● **WHAT YOU NEED TO DO**
1. Please copy the Michael Emerson interview word for word, from "Michael Emerson: It’s" up to and including "spiritual, diabolical? (laughs)".
2. Write the next part of the Michael Emerson interview, picking up after its last sentence.

● **SUPPLIED PASSAGE**
+ + + +

Michael Emerson Interview: "Evil" Star Talks Chaotic Third Season
Written by Marc Parker and Melissa Benefield Parker, Posted in Interviews Actors
Image attributed to Michael Emerson
Michael Emerson is best known for his roles as Benjamin Linus in Lost, serial killer William Hinks on The Practice, Harold Finch on the CBS series Person of Interest, Cayden James on Arrow and Zep Hindle in the first Saw film. He has won two Primetime Emmy Awards and been nominated for three others.
Emerson can currently be seen as portraying Dr. Leland Townsend in the Paramount+ supernatural drama series Evil, which premieres its third season on June 12, 2022. In addition to Emerson, Evil features Katja Herbers, Mike Colter, Aasif Mandvi, Kurt Fuller and Christine Lahti. Emerson and actress Carrie Preston married in 1998 in her hometown of Macon, Georgia. They met while he was performing in a stage production of Hamlet in Alabama.
"Every season, we learn a little bit more about him."
Smashing Interviews Magazine: Michael, let’s talk Evil!
Michael Emerson: Okay (laughs).
Smashing Interviews Magazine: For those out there who know nothing about Evil, please tell me about the show.
Michael Emerson: It’s a sort of a mystery horror show. It follows the adventures of a team of investigators employed by the Catholic Church into things that cannot be explained scientifically or psychologically like magic or possession or that kind of thing. Along the way, they encounter a lot of problems and people or non-people that cannot be explained away conventionally. So they're always in the gray zone between the real and the magical, spiritual, diabolical? (laughs)
Smashing Interviews Magazine: (laughs) Did you audition for the role of antagonist Leland Townsend?
Michael Emerson: Unusually in my working life, this one came to me as an offer. They said to my agent, “We’d love Michael to look at the role of Leland.” I read the pilot script. There wasn’t a lot of Leland in the pilot script. But I saw what he was up to. I saw how he was placed in the narrative, and I thought, “Oh, this could go to some interesting places and be a lot of fun,” which it has turned out to be. I felt confident because of the pedigree of the project. The Kings are amazing writers and amazing storytellers.

+ + + +

● **INFORMATION PROVIDED**
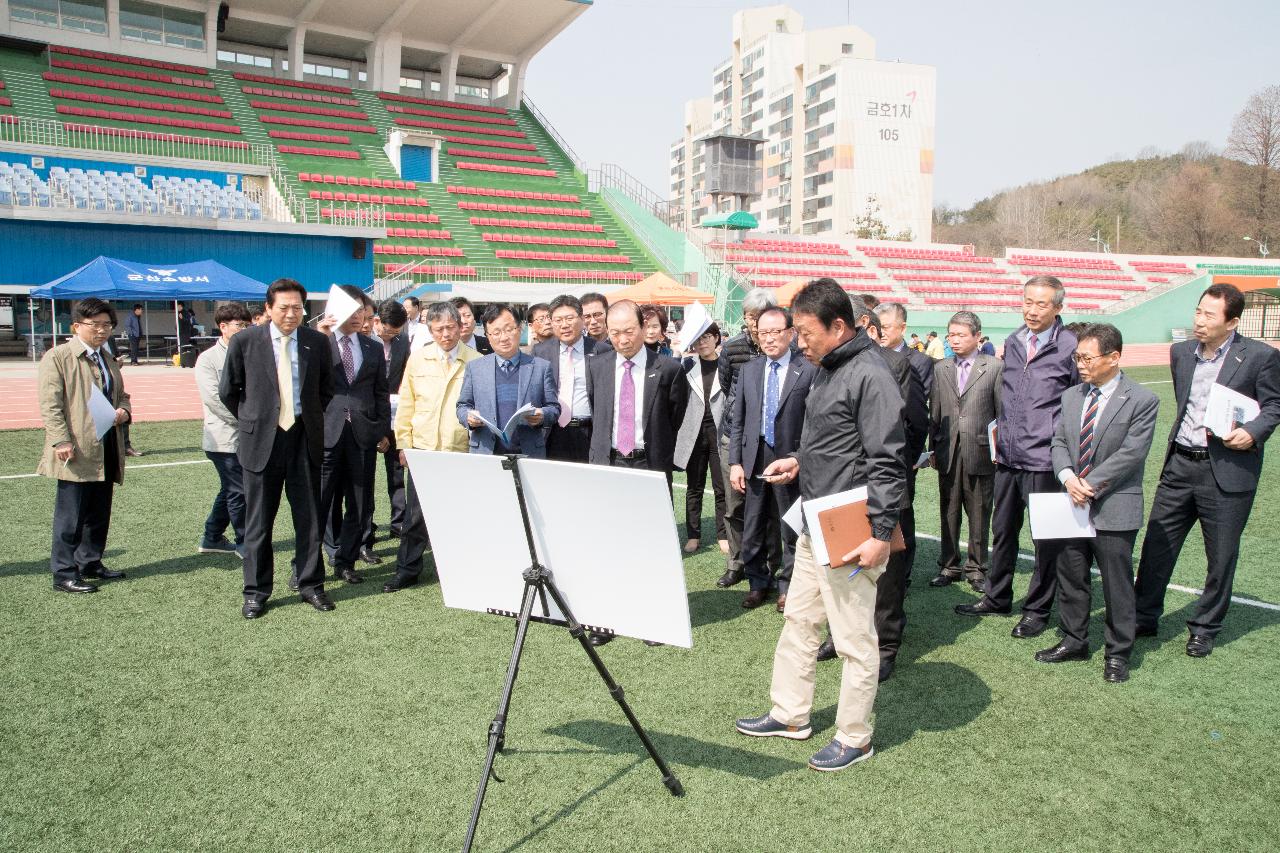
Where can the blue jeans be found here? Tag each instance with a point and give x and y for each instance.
(229, 503)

+ + + +

● **PER-TASK OUTPUTS**
1.
Michael Emerson: It’s a sort of a mystery horror show. It follows the adventures of a team of investigators employed by the Catholic Church into things that cannot be explained scientifically or psychologically like magic or possession or that kind of thing. Along the way, they encounter a lot of problems and people or non-people that cannot be explained away conventionally. So they're always in the gray zone between the real and the magical, spiritual, diabolical? (laughs)

2.
Smashing Interviews Magazine: Evil may differ from other horror shows because it’s both creepy and funny.
Michael Emerson: Yeah. I think their mission was always to entertain, and some of the work, some of the storylines, are satirical in a way. Even people with power for good or evil are sometimes silly or clumsy or make mistakes. My character, in particular, has a sense of humor besides him being a terrible and dangerous creature. It’s just fun. I feel like comedy is one of the things I do well, and in a way, I’m doing it on this show.
Smashing Interviews Magazine: Were you told everything about Leland in the beginning, or is that just gradually unfolding even for you?
Michael Emerson: It’s just unfolding. We never spoke about the character or where it was going or the arc of it or anything. All I know about this show is from each new script I get. Sometimes, I scratch my head, and I go, “Oh, really? We’re doing to do that?” Sometimes, they make me do things I never dreamt I’d have to do or do again in my working life, like sing songs, do silly dances, do feats of athleticism and gruesomeness (laughs).
Smashing Interviews Magazine: Speaking of gruesomeness, was filming the exorcism scenes difficult?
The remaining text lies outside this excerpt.